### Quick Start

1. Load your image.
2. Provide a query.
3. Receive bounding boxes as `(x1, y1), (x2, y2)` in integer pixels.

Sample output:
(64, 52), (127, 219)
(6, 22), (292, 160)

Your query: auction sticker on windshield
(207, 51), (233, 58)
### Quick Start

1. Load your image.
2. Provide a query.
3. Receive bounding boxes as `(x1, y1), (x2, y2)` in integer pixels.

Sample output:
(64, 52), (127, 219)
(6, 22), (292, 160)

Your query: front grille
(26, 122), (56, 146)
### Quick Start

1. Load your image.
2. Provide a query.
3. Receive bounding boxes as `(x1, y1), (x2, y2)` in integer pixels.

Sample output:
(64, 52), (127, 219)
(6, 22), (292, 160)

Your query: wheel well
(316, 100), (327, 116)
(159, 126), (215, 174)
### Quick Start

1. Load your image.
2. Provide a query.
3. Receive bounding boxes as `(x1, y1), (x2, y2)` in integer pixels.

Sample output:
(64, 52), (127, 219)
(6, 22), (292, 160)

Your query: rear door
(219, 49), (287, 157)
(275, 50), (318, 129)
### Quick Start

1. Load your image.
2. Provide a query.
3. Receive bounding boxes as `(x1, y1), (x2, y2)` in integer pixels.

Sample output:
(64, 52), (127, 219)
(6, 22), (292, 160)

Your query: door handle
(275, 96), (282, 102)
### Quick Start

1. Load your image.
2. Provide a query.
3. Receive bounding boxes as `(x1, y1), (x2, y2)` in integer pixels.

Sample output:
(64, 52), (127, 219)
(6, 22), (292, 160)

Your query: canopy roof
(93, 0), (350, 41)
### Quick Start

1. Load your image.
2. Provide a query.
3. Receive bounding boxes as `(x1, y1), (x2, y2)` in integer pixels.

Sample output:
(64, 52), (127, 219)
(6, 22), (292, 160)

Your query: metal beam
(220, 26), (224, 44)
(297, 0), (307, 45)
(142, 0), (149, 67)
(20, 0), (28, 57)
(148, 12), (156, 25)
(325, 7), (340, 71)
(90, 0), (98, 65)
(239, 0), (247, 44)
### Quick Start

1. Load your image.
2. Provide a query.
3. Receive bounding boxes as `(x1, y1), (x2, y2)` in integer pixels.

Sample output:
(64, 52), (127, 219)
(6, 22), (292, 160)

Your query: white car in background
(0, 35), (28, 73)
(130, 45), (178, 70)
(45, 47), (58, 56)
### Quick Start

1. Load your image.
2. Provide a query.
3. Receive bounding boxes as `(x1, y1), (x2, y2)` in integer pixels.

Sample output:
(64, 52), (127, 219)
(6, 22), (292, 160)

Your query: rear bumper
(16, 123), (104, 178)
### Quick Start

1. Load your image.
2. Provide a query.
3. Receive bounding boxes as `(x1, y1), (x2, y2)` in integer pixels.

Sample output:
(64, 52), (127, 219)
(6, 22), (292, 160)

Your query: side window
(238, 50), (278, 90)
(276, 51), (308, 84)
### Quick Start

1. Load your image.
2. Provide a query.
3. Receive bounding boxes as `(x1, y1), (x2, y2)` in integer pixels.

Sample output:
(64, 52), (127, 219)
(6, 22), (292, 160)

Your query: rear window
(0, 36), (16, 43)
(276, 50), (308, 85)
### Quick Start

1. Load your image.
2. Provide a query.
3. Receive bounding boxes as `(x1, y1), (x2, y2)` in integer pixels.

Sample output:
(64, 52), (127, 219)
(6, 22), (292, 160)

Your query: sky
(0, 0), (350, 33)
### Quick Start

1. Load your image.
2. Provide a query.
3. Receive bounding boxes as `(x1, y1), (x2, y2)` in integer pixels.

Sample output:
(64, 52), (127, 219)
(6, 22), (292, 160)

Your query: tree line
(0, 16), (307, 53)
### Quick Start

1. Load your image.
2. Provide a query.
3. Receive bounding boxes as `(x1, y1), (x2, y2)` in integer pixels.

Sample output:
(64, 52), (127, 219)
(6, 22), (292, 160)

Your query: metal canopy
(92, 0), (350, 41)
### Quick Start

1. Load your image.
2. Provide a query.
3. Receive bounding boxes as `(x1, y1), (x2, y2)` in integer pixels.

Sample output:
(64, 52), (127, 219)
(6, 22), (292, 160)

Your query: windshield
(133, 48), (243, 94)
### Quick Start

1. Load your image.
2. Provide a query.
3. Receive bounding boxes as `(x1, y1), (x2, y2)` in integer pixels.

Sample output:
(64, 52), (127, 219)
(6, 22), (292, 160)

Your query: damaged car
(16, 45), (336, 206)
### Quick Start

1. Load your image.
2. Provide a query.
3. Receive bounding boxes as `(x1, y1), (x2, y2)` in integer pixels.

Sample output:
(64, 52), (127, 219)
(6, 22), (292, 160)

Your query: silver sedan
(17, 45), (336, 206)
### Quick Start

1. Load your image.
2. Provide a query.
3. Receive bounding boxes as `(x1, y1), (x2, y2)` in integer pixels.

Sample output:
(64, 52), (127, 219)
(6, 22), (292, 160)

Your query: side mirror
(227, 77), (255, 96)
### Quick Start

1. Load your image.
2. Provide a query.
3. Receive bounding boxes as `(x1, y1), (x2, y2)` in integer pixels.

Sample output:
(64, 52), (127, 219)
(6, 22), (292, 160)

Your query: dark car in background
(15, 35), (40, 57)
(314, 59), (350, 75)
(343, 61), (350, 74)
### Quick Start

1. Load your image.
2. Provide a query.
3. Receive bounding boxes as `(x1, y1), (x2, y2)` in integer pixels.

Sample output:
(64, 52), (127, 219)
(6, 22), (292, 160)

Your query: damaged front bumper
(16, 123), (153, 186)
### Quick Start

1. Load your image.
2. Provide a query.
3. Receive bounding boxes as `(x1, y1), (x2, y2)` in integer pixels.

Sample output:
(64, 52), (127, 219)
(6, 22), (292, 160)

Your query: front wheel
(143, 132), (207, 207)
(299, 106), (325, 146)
-.-.-
Haal uit de items hierboven elke regel die de tekenreeks "metal" bevat en neem deze over. Er wordt onderscheid gemaakt tussen hoofdletters en kleine letters.

Uitgewerkte opgave
Your query: metal beam
Your query: metal canopy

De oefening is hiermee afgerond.